发明名称 Consistent phrase relevance measures
摘要 Two methods for measuring keyword-document relevance are described. The methods receive a keyword and a document as input and output a probability value for the keyword. The first method is a similarity-based approach which uses techniques for measuring similarity between two short-text segments to measure relevance between the keyword and the document. The second method is a regression-based approach based on an assumption that if an out-of-document phrase (the keyword) is semantically similar to an in-document phrase, then relevance scores of the in and out-of document phrases should be close to each other.
申请公布号 US8996515(B2) 申请公布日期 2015.03.31
申请号 US201213609257 申请日期 2012.09.11
申请人 Microsoft Corporation 发明人 Yih Wen-tau;Meek Christopher A.

→ EXCERPTED DATA
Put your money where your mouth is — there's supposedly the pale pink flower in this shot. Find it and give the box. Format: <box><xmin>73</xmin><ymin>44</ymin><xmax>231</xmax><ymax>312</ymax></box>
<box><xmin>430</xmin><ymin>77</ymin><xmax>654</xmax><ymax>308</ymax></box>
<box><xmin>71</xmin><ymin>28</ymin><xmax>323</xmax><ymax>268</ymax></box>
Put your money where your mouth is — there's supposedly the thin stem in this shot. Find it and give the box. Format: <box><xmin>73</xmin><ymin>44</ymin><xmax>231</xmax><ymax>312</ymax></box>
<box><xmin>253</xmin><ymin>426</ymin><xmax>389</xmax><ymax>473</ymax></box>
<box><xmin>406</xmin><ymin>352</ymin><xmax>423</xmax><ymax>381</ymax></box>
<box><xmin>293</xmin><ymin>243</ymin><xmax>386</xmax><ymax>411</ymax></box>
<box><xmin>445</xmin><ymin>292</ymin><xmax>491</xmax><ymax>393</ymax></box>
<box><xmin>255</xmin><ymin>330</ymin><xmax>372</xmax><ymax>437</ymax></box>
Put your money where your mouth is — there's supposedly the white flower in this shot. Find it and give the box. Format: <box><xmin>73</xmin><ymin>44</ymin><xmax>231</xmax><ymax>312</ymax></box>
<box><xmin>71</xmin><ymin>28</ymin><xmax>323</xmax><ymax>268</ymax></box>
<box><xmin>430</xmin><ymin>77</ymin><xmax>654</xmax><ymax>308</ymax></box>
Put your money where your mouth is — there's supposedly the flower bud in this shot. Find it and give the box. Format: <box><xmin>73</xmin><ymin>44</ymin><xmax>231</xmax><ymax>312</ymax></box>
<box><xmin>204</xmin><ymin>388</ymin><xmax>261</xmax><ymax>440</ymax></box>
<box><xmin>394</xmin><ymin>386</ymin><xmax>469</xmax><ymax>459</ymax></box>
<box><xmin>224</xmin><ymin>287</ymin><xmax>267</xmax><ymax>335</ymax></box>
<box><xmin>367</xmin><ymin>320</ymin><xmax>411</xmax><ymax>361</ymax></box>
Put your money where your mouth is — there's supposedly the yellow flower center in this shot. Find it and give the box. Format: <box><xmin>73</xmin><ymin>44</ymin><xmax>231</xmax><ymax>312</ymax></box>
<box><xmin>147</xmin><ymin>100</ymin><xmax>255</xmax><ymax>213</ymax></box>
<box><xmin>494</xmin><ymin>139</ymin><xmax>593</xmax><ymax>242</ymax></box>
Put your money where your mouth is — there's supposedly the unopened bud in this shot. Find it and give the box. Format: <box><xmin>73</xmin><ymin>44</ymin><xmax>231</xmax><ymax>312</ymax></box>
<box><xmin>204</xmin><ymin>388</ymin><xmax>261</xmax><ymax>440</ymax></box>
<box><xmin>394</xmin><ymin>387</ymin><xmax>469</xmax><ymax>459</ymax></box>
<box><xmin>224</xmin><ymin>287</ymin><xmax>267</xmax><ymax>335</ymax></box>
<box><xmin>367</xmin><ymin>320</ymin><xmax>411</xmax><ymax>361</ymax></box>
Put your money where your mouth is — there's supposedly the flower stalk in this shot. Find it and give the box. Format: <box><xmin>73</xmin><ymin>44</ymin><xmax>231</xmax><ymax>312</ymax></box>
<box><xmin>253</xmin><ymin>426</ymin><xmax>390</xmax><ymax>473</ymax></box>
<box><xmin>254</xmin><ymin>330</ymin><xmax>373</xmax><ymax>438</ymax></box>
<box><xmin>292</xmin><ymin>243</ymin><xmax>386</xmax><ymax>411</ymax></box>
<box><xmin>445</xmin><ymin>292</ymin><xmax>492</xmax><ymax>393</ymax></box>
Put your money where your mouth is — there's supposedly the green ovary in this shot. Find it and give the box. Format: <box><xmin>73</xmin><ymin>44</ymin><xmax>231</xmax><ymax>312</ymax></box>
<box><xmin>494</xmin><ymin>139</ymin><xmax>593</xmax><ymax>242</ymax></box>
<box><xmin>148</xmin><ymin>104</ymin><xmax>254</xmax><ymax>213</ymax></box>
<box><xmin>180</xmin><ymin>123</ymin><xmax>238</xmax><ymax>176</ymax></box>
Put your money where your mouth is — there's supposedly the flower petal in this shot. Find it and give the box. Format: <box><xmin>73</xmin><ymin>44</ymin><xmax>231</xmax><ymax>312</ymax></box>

→ SET EXERCISE A
According to the patent abstract, which company is listed as the applicant?
→ SET EXERCISE B
Locate each line in the entries that contains the string "petal" and copy those lines in full.

→ WRITTEN RESPONSE A
Microsoft Corporation

→ WRITTEN RESPONSE B
Put your money where your mouth is — there's supposedly the flower petal in this shot. Find it and give the box. Format: <box><xmin>73</xmin><ymin>44</ymin><xmax>231</xmax><ymax>312</ymax></box>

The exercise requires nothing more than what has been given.